What is RAG?
RAG (Retrieval-Augmented Generation) is the technique that makes AI responses accurate and grounded in your actual content instead of relying solely on the model's training data.
The core idea is simple: before the LLM generates a response, the system retrieves the most relevant documents from your content and includes them in the prompt. The LLM then answers based on real, up-to-date information rather than what it memorized during training.
The Problem RAG Solves
Large Language Models are trained on vast amounts of text, but they have critical limitations:
- Knowledge cutoff — They don't know about content created after their training date
- No access to private data — They've never seen your internal documents, product specs, or company policies
- Hallucination — When they don't know an answer, they may generate plausible-sounding but incorrect information
- Generic responses — Without specific context, answers are broad and imprecise
RAG eliminates these problems by giving the LLM access to your actual content at query time.
How RAG Works — Step by Step
Phase 1 — Indexing (one-time per document)
- Document ingestion — Content enters Turing ES via connectors (AEM, web crawler) or file uploads (Assets/Knowledge Base)
- Text extraction — Apache Tika extracts text from PDFs, DOCX, XLSX, HTML, and other formats
- Chunking — The extracted text is split into chunks (default: 1,024 characters) to fit within embedding model limits
- Embedding — Each chunk is passed through the Embedding Model, which converts text into a high-dimensional numerical vector (e.g., a 1,536-dimension array of floats)
= = =
TASKS TO COMPLETE:
a. Name the four limitations of Large Language Models that the RAG page lists.
b. According to the RAG page, what is the default chunk size for extracted text?
c. Write the next part of the RAG page, picking up after its final sentence.
The rows that follow were taken from a separate source and are unrelated to the RAG page.

Stored entries
= = =
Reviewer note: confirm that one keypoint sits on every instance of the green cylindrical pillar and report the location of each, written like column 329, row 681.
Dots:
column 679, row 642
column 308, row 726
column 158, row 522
= = =
PER-TASK ANSWERS:
a. Knowledge cutoff, no access to private data, hallucination, and generic responses.

b. 1,024 characters.

c.
- Storage — The vectors are stored in the Embedding Store alongside metadata (source file, chunk position, original text)
Phase 2 — Retrieval (on every user question)
- Query embedding — The user's question is converted into a vector using the same Embedding Model
- Similarity search — The Embedding Store finds the vectors most similar to the query vector (cosine similarity)
- Threshold filtering — Only chunks with similarity ≥ 0.7 are included (configurable)
- Top-K selection — The top 10 most relevant chunks are selected
Phase 3 — Generation
- Prompt construction — Turing ES builds a prompt containing the user's question plus the retrieved document chunks as context
- LLM generation — The LLM reads the context and generates an answer based on the real content
- Streaming response — The answer is streamed back to the user via SSE
The Three Components
LLM (Large Language Model)
The LLM is the "brain" that reads the retrieved context and generates a natural language response. It does the reasoning, summarization, and articulation — but it does not search or retrieve content on its own.
In Turing ES, LLMs are configured as LLM Instances supporting six providers:
| Provider | Example Models |
|---|---|
| OpenAI | GPT-4o, GPT-4o-mini |
| Anthropic | Claude Sonnet 4 |
| Ollama | Mistral, Llama, Qwen |
| Google Gemini | Gemini 2.0 Flash |
| Azure OpenAI | GPT-4o (Azure-hosted) |
The LLM does not store knowledge. It only processes what's given to it in the prompt. RAG ensures the prompt contains the right content.